(What is asked) Retype the entries word for word, starting at the very beginning and ending at the line that contains "189L72 210L74 217L158", with that line included.
*** Records provided
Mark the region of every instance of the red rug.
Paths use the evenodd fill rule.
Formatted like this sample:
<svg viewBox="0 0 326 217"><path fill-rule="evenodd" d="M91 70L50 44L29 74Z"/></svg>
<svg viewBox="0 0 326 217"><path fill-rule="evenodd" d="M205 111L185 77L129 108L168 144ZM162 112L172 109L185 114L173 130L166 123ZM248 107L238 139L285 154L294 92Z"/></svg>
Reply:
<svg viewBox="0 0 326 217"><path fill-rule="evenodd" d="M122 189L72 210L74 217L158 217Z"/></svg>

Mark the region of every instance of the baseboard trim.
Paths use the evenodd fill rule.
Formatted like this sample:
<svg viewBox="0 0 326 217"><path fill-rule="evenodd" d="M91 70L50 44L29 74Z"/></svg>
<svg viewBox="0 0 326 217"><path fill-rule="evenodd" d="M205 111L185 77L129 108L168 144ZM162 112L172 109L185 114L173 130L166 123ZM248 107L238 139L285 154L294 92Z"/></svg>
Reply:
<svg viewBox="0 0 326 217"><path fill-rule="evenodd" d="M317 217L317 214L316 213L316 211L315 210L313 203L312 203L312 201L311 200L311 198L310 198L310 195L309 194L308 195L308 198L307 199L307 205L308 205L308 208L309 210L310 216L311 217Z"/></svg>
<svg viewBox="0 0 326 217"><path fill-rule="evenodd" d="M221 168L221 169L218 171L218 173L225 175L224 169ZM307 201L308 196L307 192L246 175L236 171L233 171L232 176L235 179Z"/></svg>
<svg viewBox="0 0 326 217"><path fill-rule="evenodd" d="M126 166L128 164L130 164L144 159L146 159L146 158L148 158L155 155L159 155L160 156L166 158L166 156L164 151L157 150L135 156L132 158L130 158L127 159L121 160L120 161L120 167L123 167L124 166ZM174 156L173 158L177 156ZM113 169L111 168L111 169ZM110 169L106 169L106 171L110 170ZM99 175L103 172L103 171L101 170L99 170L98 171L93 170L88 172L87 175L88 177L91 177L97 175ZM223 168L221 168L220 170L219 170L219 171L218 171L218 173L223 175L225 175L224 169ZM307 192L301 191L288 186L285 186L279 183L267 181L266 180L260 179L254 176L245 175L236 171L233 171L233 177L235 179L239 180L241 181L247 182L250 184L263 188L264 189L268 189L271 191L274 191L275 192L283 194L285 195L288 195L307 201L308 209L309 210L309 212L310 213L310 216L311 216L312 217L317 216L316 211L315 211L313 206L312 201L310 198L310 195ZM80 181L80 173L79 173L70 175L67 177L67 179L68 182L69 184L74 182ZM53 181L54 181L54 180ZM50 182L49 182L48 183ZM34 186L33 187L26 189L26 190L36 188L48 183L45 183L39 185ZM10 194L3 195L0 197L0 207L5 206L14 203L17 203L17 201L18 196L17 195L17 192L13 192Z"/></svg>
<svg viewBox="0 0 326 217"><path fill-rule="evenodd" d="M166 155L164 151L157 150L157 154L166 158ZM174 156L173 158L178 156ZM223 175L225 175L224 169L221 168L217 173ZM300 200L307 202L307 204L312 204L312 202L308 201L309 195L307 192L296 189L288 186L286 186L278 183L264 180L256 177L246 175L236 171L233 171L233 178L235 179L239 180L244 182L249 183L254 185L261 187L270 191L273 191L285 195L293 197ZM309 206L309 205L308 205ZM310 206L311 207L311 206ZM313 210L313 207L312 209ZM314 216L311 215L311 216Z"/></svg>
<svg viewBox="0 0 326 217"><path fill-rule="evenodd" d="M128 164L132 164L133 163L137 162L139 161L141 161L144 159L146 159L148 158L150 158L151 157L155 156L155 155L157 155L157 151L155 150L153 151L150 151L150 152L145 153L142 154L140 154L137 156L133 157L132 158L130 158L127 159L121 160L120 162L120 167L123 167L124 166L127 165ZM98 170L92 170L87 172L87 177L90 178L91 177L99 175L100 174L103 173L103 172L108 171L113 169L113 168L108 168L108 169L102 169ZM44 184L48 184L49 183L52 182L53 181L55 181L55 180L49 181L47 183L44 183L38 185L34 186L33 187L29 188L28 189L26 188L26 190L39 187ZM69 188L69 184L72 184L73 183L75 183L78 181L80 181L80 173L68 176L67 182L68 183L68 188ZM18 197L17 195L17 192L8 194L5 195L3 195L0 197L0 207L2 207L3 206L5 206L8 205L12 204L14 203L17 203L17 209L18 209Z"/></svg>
******
(Finished answer)
Mark the region of every instance of the red rug.
Paths use the evenodd fill rule.
Formatted like this sample:
<svg viewBox="0 0 326 217"><path fill-rule="evenodd" d="M91 70L50 44L29 74Z"/></svg>
<svg viewBox="0 0 326 217"><path fill-rule="evenodd" d="M205 111L185 77L129 108L168 144ZM162 112L172 109L185 114L173 130L166 123ZM248 107L238 139L285 154L294 92Z"/></svg>
Reply:
<svg viewBox="0 0 326 217"><path fill-rule="evenodd" d="M122 189L72 210L74 217L158 217Z"/></svg>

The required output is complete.